Leave the pictures out, and retype all of the material exactly as written.

Dataset:
· · · · ·

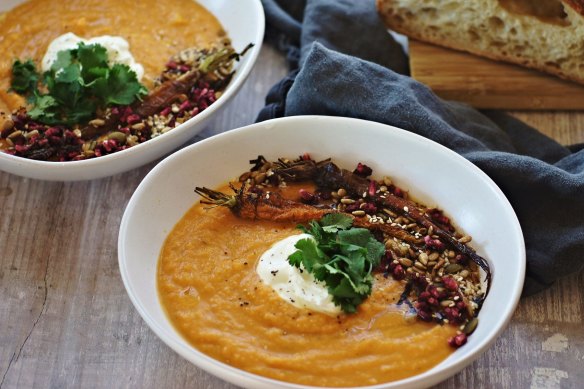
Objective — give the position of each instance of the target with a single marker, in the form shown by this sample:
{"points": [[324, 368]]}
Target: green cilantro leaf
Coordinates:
{"points": [[79, 83], [24, 77], [341, 256], [120, 87]]}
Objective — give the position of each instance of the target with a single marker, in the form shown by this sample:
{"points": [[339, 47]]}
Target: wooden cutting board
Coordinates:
{"points": [[484, 83]]}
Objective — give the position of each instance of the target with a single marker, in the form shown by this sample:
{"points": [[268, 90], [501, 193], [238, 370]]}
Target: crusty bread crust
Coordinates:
{"points": [[485, 28], [577, 5]]}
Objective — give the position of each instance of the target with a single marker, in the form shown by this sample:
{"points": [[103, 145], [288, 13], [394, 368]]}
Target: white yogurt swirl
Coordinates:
{"points": [[296, 286], [118, 51]]}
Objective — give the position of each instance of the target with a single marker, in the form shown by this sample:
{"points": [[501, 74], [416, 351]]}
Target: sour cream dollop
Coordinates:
{"points": [[296, 286], [118, 50]]}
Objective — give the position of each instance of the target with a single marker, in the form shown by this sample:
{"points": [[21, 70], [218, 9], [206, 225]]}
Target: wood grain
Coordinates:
{"points": [[66, 321], [483, 83]]}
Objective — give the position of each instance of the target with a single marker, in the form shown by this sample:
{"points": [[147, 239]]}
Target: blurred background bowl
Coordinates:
{"points": [[244, 22]]}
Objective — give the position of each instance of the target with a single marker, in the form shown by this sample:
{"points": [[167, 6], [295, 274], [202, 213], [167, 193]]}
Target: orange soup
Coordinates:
{"points": [[155, 30], [211, 292]]}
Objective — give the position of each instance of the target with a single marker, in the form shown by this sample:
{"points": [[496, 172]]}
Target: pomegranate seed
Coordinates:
{"points": [[458, 340]]}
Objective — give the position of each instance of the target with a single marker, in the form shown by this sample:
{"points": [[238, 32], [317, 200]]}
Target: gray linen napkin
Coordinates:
{"points": [[344, 63]]}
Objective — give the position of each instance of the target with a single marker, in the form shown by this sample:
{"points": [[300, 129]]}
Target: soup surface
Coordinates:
{"points": [[213, 296], [155, 30]]}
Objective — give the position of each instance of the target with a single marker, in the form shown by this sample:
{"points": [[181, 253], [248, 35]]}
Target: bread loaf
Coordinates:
{"points": [[542, 34]]}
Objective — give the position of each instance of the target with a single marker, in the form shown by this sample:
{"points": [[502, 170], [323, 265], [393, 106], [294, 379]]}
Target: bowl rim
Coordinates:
{"points": [[221, 369], [123, 155]]}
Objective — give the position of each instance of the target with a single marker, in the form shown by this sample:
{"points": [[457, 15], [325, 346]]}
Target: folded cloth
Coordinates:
{"points": [[347, 64]]}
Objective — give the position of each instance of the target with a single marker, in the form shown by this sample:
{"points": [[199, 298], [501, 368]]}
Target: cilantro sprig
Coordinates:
{"points": [[341, 256], [79, 82]]}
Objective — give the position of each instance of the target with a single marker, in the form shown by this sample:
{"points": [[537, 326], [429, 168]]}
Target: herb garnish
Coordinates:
{"points": [[341, 256], [79, 82]]}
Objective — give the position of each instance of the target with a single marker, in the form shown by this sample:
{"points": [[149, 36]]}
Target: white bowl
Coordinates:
{"points": [[244, 22], [434, 174]]}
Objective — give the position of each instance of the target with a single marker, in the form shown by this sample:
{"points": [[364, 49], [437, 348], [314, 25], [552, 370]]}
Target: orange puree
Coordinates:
{"points": [[154, 29], [209, 288]]}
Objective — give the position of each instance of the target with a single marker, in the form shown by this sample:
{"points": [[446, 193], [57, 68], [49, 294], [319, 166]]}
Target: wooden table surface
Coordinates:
{"points": [[66, 321]]}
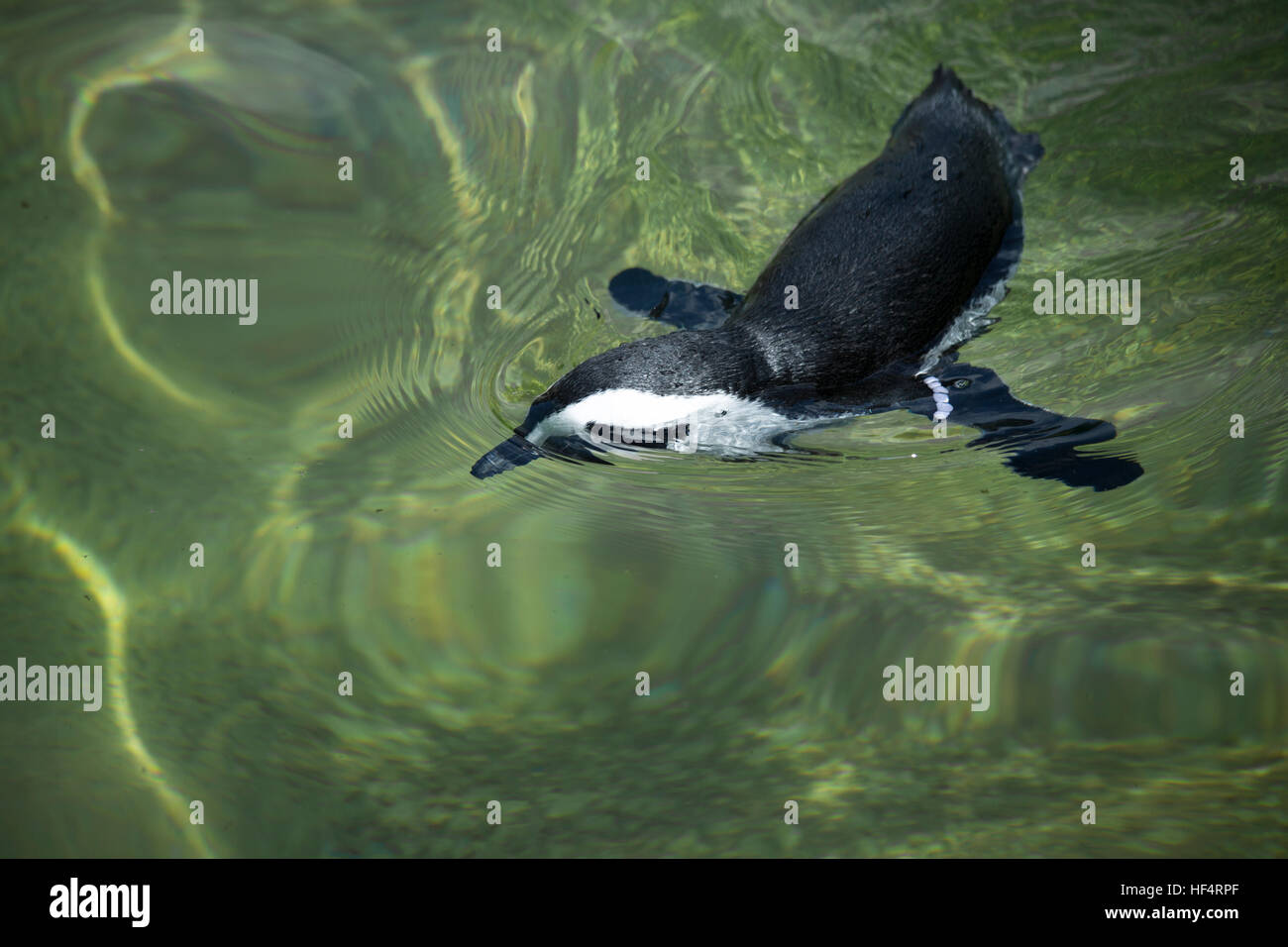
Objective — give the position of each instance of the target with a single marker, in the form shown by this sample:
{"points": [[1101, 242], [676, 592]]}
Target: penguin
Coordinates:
{"points": [[862, 309]]}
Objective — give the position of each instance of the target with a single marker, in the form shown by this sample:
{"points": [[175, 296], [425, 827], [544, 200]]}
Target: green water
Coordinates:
{"points": [[370, 554]]}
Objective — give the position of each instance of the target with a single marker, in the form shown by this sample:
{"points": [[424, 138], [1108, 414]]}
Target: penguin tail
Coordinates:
{"points": [[505, 457]]}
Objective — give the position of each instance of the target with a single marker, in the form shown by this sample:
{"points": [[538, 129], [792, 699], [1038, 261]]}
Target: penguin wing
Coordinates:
{"points": [[675, 302]]}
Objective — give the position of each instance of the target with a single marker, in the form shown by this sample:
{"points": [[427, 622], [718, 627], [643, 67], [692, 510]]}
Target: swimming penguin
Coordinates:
{"points": [[862, 309]]}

· · · · ·

Reply:
Objective — give the position of each instance of the target with a single marker, in the form shown by this sample:
{"points": [[324, 368]]}
Target: green cilantro leaf
Coordinates:
{"points": [[79, 83], [24, 77], [341, 256], [120, 87]]}
Objective — give the position of each instance of the target with a single marker, in the form shown by this sample:
{"points": [[339, 47]]}
Target: wooden cutting board
Coordinates:
{"points": [[484, 83]]}
Objective — give the position of each instance of the target with a single marker, in the form shown by this sample:
{"points": [[268, 90], [501, 193], [238, 370]]}
Target: crusty bread crust
Coordinates:
{"points": [[485, 28], [577, 5]]}
Objective — give the position of each instance of the target with a single marker, in the form shown by this sample:
{"points": [[103, 145], [288, 13], [394, 368]]}
Target: white yogurt swirl
Coordinates:
{"points": [[296, 286], [118, 51]]}
Objective — give the position of each instance of the target with a single marker, in the form shown by this sample:
{"points": [[501, 74], [416, 351]]}
Target: sour cream dollop
Coordinates:
{"points": [[296, 286], [118, 50]]}
Objective — give the position of each instance of the target with a single marker, in the form shown by this sample:
{"points": [[21, 70], [218, 9], [206, 225]]}
Target: wood grain
Coordinates:
{"points": [[66, 321], [483, 83]]}
Objective — give the position of each instance of the target with a single marker, in the form shown by this sample:
{"points": [[147, 239]]}
Target: blurred background bowl
Coordinates:
{"points": [[244, 22]]}
Objective — give the position of each instance of the target with a single marker, in the form shown by this sample:
{"points": [[167, 6], [295, 274], [202, 213], [167, 193]]}
Target: orange soup
Coordinates:
{"points": [[155, 30], [211, 292]]}
Objective — give the position of each instance of the target with a single marker, in the form shown by this sample:
{"points": [[496, 172]]}
Target: pomegranate seed
Coordinates:
{"points": [[458, 340]]}
Objective — give the position of each instance of the target with a single marker, in the form shown by this sample:
{"points": [[238, 32], [317, 200]]}
Target: gray linen napkin
Coordinates:
{"points": [[344, 63]]}
Objective — give the position of each instance of the target with a single marker, in the form shown by this sample:
{"points": [[300, 129]]}
Target: soup surface
Coordinates:
{"points": [[213, 296], [155, 30]]}
Objective — give the position of each instance of the target with a single marker, in the form shown by this sample:
{"points": [[181, 253], [248, 35]]}
Target: bread loaf
Coordinates:
{"points": [[542, 34]]}
Objective — give the position of each instance of the target with a single marker, in the form shown by this sample:
{"points": [[502, 170], [323, 265], [393, 106], [294, 379]]}
Target: bowl rim
Coordinates:
{"points": [[221, 369], [123, 155]]}
Objective — give the position of each instance of the target with a single marker, in the form shown by this sample:
{"points": [[457, 15], [325, 346]]}
Target: folded cloth
Coordinates:
{"points": [[347, 64]]}
Objective — give the position of each instance of the target with a single marker, in the form shown by this sample:
{"points": [[199, 298], [501, 368]]}
Target: cilantro sprig
Coordinates:
{"points": [[341, 256], [79, 82]]}
Objective — give the position of each instance of the target with a single marker, in the form shown by this sample:
{"points": [[537, 326], [429, 168]]}
Target: herb garnish
Coordinates:
{"points": [[341, 256], [79, 82]]}
Objective — give the position of each instance of the target with a single marker, in the form shown by this sample:
{"points": [[149, 36]]}
Target: white bowl
Coordinates:
{"points": [[244, 22], [434, 174]]}
Objective — give the position of each instance of the target with a single marker, in the form shown by this sample:
{"points": [[364, 49], [437, 348], [314, 25], [552, 370]]}
Target: orange puree
Coordinates:
{"points": [[154, 29], [209, 288]]}
Objective — give the position of each instance of the target with a single marker, in the form shown by this sample:
{"points": [[446, 193], [57, 68], [49, 294], [319, 166]]}
Target: wooden table surface
Coordinates:
{"points": [[66, 321]]}
Objective — give the position of each instance of the target with a single marker, in the form shown by this sample:
{"points": [[1101, 242], [676, 592]]}
Target: penguin
Coordinates:
{"points": [[862, 309]]}
Objective — give the position of each instance of the target with a single marker, in the form shown by this sample:
{"points": [[175, 296], [425, 827], [544, 200]]}
Target: green water
Coordinates:
{"points": [[370, 554]]}
Objective — give the position of each instance of the target with a single marker, in the form shown by this sample:
{"points": [[424, 138], [1108, 414]]}
Target: penguin tail
Coordinates:
{"points": [[505, 457]]}
Objective — give the position of each instance of the target with a single marker, in the form shown by this sample:
{"points": [[538, 129], [792, 699], [1038, 261]]}
Target: penguin wing
Coordinates:
{"points": [[675, 302]]}
Objective — give the position of each instance of the target with a single marker, in the form shown by this sample:
{"points": [[427, 622], [718, 627], [643, 67], [692, 510]]}
Target: swimming penguin
Coordinates:
{"points": [[862, 309]]}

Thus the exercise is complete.